(Items from a data source)
• • • • • • •

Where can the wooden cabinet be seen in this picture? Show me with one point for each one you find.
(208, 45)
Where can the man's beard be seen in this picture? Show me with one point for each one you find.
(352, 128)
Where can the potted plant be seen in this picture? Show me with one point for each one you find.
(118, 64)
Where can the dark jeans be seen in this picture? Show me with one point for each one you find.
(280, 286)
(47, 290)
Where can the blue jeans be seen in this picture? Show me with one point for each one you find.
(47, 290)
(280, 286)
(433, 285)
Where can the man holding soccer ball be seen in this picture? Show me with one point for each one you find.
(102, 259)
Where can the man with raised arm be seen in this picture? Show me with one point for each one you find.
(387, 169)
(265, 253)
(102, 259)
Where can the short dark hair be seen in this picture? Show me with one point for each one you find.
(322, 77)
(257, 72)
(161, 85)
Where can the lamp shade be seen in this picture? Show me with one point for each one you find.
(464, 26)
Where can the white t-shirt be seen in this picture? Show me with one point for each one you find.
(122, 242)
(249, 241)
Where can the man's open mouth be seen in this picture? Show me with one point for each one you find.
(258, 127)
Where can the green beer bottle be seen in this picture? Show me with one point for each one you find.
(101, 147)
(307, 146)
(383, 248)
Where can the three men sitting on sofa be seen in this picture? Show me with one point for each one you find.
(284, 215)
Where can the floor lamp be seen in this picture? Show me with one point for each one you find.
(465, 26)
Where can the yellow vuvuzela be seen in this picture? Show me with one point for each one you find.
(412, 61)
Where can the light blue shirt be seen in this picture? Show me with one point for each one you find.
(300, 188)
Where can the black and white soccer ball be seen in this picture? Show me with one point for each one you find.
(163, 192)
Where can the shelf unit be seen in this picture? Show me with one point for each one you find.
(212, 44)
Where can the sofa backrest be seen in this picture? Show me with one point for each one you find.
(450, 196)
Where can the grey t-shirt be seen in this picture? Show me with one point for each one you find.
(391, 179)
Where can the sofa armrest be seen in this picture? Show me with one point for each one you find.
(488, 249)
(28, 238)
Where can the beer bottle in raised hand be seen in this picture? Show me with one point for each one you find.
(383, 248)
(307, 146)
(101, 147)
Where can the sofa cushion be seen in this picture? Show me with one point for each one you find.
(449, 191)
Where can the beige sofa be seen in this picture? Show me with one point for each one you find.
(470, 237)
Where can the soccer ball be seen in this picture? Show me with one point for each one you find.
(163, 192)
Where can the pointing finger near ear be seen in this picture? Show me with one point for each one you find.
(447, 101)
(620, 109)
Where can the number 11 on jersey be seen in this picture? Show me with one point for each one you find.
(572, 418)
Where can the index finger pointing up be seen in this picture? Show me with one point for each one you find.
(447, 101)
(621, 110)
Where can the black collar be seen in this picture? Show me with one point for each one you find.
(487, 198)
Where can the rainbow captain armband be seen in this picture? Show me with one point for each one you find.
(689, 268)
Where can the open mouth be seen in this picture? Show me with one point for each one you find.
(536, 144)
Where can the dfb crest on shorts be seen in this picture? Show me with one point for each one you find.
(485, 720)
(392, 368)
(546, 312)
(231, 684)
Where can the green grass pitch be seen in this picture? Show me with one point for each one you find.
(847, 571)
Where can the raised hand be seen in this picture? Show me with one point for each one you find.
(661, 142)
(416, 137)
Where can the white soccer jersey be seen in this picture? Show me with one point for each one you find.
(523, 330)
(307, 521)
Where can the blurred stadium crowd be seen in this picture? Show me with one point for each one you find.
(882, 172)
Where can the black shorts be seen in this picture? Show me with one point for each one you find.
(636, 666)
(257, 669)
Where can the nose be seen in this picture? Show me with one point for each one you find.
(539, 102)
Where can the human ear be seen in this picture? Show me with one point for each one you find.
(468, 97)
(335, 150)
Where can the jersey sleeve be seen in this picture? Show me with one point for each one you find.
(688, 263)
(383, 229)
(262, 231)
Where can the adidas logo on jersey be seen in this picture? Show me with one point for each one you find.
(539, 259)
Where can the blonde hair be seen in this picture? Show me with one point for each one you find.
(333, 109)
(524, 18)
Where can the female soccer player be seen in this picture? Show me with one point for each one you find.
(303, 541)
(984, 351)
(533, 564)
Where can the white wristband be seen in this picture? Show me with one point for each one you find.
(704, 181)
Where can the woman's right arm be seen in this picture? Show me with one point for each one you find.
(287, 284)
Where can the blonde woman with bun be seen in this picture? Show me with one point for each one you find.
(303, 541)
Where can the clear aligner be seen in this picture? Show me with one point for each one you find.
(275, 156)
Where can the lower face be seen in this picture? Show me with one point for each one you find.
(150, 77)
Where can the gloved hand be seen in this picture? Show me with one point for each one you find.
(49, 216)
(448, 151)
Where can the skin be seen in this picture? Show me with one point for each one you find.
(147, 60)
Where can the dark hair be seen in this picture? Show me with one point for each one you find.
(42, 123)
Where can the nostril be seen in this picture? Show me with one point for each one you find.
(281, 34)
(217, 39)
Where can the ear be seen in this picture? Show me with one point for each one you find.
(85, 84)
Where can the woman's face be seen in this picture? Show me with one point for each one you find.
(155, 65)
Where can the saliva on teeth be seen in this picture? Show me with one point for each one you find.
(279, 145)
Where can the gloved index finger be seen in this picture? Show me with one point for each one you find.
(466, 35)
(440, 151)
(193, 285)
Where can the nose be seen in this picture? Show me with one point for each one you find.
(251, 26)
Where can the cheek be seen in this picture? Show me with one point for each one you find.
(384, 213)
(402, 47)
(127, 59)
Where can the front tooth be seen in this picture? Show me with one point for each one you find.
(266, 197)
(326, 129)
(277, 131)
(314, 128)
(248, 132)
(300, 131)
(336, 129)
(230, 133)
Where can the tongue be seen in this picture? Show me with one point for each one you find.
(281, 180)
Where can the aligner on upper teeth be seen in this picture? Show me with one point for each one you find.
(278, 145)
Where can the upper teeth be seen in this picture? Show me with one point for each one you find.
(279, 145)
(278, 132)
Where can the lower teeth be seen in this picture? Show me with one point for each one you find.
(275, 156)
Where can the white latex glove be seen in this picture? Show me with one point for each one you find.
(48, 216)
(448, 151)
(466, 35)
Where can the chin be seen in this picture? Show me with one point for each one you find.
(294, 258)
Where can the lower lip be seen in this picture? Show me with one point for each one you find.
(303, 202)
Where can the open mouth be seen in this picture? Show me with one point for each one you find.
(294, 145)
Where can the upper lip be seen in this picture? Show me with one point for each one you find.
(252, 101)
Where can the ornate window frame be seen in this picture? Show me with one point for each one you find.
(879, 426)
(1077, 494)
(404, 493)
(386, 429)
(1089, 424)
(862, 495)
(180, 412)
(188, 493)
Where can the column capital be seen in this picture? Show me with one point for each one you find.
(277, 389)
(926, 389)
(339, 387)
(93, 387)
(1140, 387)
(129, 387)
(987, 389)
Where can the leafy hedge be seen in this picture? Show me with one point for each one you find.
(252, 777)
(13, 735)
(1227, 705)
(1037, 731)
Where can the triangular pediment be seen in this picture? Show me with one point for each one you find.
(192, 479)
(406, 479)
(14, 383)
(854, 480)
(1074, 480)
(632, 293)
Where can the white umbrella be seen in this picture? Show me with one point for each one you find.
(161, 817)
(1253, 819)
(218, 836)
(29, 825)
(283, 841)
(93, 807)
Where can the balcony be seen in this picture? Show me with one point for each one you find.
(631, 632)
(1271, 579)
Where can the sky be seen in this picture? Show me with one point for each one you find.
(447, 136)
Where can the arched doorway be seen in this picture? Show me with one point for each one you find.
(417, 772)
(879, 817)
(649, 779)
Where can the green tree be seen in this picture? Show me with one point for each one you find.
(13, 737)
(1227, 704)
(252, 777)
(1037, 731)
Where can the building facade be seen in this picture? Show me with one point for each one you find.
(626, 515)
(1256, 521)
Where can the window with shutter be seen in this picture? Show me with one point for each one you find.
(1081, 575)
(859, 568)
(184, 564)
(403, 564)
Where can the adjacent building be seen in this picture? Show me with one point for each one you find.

• • • • • • •

◆ **WHAT YOU HAVE TO DO**
Copy the records above exactly, starting at the line that contains "Where can the green tree" and ending at the last line, and leave out all earlier lines.

◆ **RESULT**
Where can the green tree be seen in this picture? Show me with one point for each one you find.
(13, 737)
(1227, 704)
(252, 777)
(1037, 731)
Where can the building facade be seen in this picture? Show me with one point for each one you find.
(626, 515)
(1256, 521)
Where can the window with shutter be seen in this picture? Show me with one point for each one you find.
(1081, 575)
(859, 568)
(184, 564)
(403, 564)
Where can the adjacent building be seen in this picture? Show me with one point for each one you find.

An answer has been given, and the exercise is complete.